• [Exercise passage]
Wednesday, October 1, 2025

A Consideration for All of Us

First, do some old-fashioned research!

 When I watched a student sit-in on the television, I could only wonder how informed those students were, and whether they were interfering with classes other students wanted to attend.  I would have preferred seeing them in the library, researching the complex history (or whatever it was that they chose to protest) rather than sitting in tents blocking other students trying to get to class, and protesting with people who already agree with them.  

Today education is far more complicated than when I went to college.  Often universities are the biggest employers in the town or city.  They are often the cultural source not only for the students, but also for the city and surrounding area.  Some provide clinics and health screenings.  Stores in the city often depend on the students as customers, as well as employees for the city's businesses.

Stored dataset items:
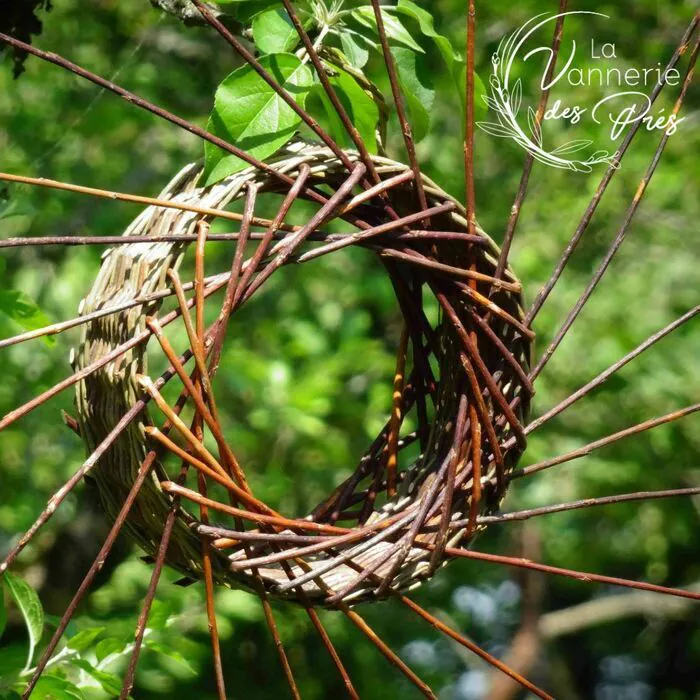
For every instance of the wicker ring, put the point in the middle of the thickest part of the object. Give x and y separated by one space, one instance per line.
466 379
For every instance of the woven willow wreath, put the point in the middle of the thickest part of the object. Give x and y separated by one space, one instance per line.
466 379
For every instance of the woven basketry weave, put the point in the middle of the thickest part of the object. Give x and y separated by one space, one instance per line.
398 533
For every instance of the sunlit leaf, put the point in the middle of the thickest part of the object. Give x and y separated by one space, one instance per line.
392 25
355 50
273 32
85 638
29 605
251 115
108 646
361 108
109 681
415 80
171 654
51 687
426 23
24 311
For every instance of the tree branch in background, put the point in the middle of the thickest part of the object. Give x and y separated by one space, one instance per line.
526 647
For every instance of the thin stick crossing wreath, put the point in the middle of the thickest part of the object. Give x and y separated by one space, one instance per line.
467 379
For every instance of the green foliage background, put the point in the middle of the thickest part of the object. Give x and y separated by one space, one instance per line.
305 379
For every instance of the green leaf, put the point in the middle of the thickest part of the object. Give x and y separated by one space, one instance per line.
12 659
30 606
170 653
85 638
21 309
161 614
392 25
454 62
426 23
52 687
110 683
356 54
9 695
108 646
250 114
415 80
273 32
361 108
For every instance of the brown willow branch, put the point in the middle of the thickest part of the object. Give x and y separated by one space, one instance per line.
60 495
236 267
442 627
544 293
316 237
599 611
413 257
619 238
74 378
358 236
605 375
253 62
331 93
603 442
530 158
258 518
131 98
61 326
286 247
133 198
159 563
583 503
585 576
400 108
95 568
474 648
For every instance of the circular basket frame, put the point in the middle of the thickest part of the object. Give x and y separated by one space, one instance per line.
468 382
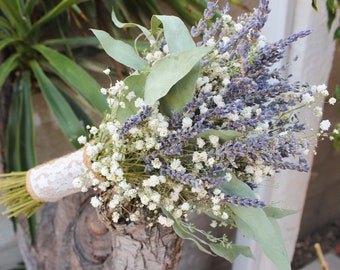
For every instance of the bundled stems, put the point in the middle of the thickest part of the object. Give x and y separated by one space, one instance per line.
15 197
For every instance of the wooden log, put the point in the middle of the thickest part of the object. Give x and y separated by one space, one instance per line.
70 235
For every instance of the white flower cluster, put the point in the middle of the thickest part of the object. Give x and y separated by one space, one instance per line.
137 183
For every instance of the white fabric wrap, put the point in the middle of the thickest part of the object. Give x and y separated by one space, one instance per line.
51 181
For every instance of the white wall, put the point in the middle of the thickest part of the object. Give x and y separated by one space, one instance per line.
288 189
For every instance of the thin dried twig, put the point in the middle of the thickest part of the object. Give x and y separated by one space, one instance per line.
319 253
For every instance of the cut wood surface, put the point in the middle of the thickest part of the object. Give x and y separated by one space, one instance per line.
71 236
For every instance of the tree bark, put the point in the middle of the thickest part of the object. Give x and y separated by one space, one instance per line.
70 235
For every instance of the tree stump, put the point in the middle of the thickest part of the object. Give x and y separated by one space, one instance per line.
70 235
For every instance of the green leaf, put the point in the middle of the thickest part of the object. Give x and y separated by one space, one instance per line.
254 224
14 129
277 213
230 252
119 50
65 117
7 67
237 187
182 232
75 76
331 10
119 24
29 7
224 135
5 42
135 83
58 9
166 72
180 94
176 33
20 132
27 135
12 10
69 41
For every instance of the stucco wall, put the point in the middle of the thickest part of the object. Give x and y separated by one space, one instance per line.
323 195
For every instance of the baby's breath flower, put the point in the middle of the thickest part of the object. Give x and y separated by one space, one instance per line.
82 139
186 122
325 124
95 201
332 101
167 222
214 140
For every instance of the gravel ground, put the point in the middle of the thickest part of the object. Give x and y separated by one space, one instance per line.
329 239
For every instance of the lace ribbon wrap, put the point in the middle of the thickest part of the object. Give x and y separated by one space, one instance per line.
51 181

• [Exercise requirements]
A) In the post about student protests, where would the writer have preferred to see the students instead of in tents?
B) List every way the last paragraph of the post about student protests says universities or their students serve the town or city around them.
C) Please carry on the post about student protests from the point where it stops.

• [Outputs in order]
A) In the library, researching the complex history of whatever they chose to protest.

B)
- Universities are often the biggest employers in the town or city.
- They are often the cultural source for the students, the city and the surrounding area.
- Some provide clinics and health screenings.
- Students are customers for the city's stores.
- Students work as employees for the city's businesses.

C)
At larger universities there may be important activities beyond classrooms, such as Laboratories doing intensive medical research that requires undisturbed work.  Departments of Energy, Agriculture, Programs in the Arts and other activities having nothing to do with the issue that protesting students are interrupting.  These opportunities beyond the traditional classroom may allow students to work alongside men and women outstanding in their fields, allowing the students to learn more than they otherwise would from lecture halls and assigned reading.  Protests that interfere with the rights of others deserve serious reflection and respect for what they are interrupting.

While it is important for students to be aware beyond the classroom, and the right to speak and demonstrate are valued principles of our Constitution, the balance of the rights of others are also important.  I believe that too often issues important to protestors serve a disappointing purpose and an unnecessary disruption.  Freedom of speech and public protests are valuable gifts protected by our    Constitution.  They deserve thoughtful preparation.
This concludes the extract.